WORK REQUIRED
Retype every one of the records below word for word, line by line.

▶

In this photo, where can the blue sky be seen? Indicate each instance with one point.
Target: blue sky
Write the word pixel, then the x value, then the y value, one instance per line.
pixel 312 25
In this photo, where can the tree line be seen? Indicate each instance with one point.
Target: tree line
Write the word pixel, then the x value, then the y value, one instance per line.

◀

EXPECTED ANSWER
In this photo, where can the blue sky be seen? Indicate each instance with one point.
Target: blue sky
Write the word pixel, then the x value, then the y value, one instance per line.
pixel 312 25
In this photo, where can the tree line be seen? Indicate each instance with one point.
Target: tree line
Write the word pixel, then the x value, then the y value, one instance per line.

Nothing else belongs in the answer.